# Text block:

Day 1: Arrival
Our Belugas, Bears and Birds tour begins with arrival in Winnipeg and check-in at our hotel. We meet for dinner to discuss the adventure ahead and might even go birding for a couple of hours before retiring. Night in Winnipeg.
Day 2: St. Ambroise Park to Riding Mountain National Park
We’ll head west from Winnipeg, checking out St. Ambroise Provincial Park on the south shore of Lake Manitoba on route. This upland, marsh, riparian woodlot and lake shore edge can be teeming with birds including Western and possibly Clark’s Grebes, a huge offshore pelican and cormorant colony, American Bittern, Sora and Virginia rails, Marbled Godwit, Upland Sandpiper, Wilson’s Phalarope, Willet, Common, Forster’s and Caspian Tern, Franklin’s Gull, Marsh and Sedge Wrens, Yellow-headed & Brewers Blackbird, Bobolink, Baltimore and Orchard Oriole, and Le Conte’s and Nelson’s Sparrows. We may make one or two other stops in the Delta Marsh area for species like Black-billed Cuckoo, Red-headed Woodpecker, Yellow-throated Vireo, Great Crested Flycatcher, and maybe even a Northern Saw-whet Owl, before carrying on to Riding Mountain.

# Tasks to perform:
#1 Answer these questions from the tour itinerary:
(a) In which city does the tour begin?
(b) On which shore of Lake Manitoba is St. Ambroise Provincial Park?
(c) Which national park does the group travel to on Day 2?
#2 Print the part of the tour itinerary from "Day 1: Arrival" down to "Night in Winnipeg.", word for word.

# Data rows:
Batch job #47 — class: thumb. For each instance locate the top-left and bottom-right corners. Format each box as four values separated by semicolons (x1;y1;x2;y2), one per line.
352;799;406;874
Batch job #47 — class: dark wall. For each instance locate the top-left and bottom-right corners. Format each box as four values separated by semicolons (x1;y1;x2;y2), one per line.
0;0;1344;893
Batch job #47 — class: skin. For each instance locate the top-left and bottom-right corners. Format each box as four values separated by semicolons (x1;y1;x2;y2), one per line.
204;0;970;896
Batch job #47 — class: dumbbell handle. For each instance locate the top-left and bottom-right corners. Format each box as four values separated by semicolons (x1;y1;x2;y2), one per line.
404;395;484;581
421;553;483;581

# Answer list:
#1
(a) Winnipeg
(b) The south shore
(c) Riding Mountain National Park

#2
Day 1: Arrival
Our Belugas, Bears and Birds tour begins with arrival in Winnipeg and check-in at our hotel. We meet for dinner to discuss the adventure ahead and might even go birding for a couple of hours before retiring. Night in Winnipeg.